GIVEN INSTRUCTION: Lay out every line of the data below as a Markdown table with two columns, Row and Line, numbering the rows and skipping blank lines. Leave the pictures out.

RECORDS FOR THIS EXERCISE:

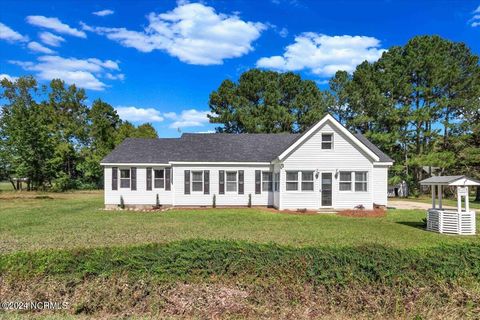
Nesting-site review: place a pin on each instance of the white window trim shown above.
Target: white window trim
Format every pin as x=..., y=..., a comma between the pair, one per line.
x=271, y=181
x=312, y=181
x=226, y=182
x=352, y=181
x=331, y=133
x=164, y=180
x=120, y=178
x=366, y=181
x=298, y=182
x=191, y=181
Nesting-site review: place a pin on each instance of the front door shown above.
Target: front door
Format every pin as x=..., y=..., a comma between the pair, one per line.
x=326, y=189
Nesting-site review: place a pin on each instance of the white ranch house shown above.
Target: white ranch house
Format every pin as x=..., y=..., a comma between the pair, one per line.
x=325, y=167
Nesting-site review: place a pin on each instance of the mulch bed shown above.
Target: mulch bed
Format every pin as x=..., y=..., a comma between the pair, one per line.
x=375, y=213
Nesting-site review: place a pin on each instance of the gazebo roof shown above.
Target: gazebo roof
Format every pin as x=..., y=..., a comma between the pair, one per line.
x=450, y=181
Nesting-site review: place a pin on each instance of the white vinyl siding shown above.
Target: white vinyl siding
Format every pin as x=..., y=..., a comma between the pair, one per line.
x=159, y=179
x=141, y=196
x=344, y=156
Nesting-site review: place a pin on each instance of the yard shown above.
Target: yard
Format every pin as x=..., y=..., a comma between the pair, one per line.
x=32, y=221
x=230, y=263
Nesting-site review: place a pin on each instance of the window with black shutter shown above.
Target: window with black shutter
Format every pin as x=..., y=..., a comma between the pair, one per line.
x=134, y=178
x=258, y=181
x=114, y=178
x=168, y=178
x=206, y=182
x=221, y=182
x=241, y=185
x=149, y=178
x=187, y=182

REPLY:
| Row | Line |
|---|---|
| 1 | Nesting-site review: place a pin on each instance of the white window trim shown above. |
| 2 | Target: white window trim |
| 3 | Format every pin as x=..., y=..., a comma between the pair, one per line. |
| 4 | x=271, y=181 |
| 5 | x=312, y=181 |
| 6 | x=226, y=182 |
| 7 | x=352, y=181 |
| 8 | x=331, y=133 |
| 9 | x=164, y=180 |
| 10 | x=120, y=178 |
| 11 | x=366, y=181 |
| 12 | x=298, y=182 |
| 13 | x=191, y=181 |
| 14 | Nesting-site review: place a pin on each instance of the front door shown above. |
| 15 | Target: front door |
| 16 | Format every pin as x=..., y=..., a comma between the pair, one per line. |
| 17 | x=326, y=189 |
| 18 | Nesting-site review: place a pin on each instance of the white ranch house shown above. |
| 19 | Target: white ranch house |
| 20 | Format every pin as x=..., y=..., a comma between the pair, one per line. |
| 21 | x=325, y=167 |
| 22 | Nesting-site review: place a pin on each instance of the mulch bed shown above. |
| 23 | Target: mulch bed |
| 24 | Format every pin as x=..., y=..., a comma between the pair, one per line. |
| 25 | x=375, y=213 |
| 26 | Nesting-site review: place a pin on each instance of the gazebo roof shown above. |
| 27 | Target: gazebo roof |
| 28 | Format every pin as x=..., y=..., a comma between the pair, one per line. |
| 29 | x=450, y=181 |
| 30 | Nesting-site review: place a pin on each instance of the white vinyl siding shown above. |
| 31 | Target: white vinyl siding |
| 32 | Format every pin as x=..., y=..., a comma between the pair, one per line. |
| 33 | x=159, y=179 |
| 34 | x=141, y=196 |
| 35 | x=344, y=156 |
| 36 | Nesting-site review: place a pin on each instance of the yard shown above. |
| 37 | Target: yard |
| 38 | Format every pin as x=..., y=..., a comma between the pair, one per line. |
| 39 | x=32, y=221 |
| 40 | x=230, y=263 |
| 41 | Nesting-site review: place a pin on each instance of the window with black shutter shown above. |
| 42 | Target: window with black shutter |
| 43 | Format every pin as x=..., y=..., a comma between the pair, one per line. |
| 44 | x=134, y=178 |
| 45 | x=258, y=181 |
| 46 | x=114, y=178 |
| 47 | x=168, y=178 |
| 48 | x=206, y=182 |
| 49 | x=221, y=182 |
| 50 | x=241, y=185 |
| 51 | x=149, y=178 |
| 52 | x=187, y=182 |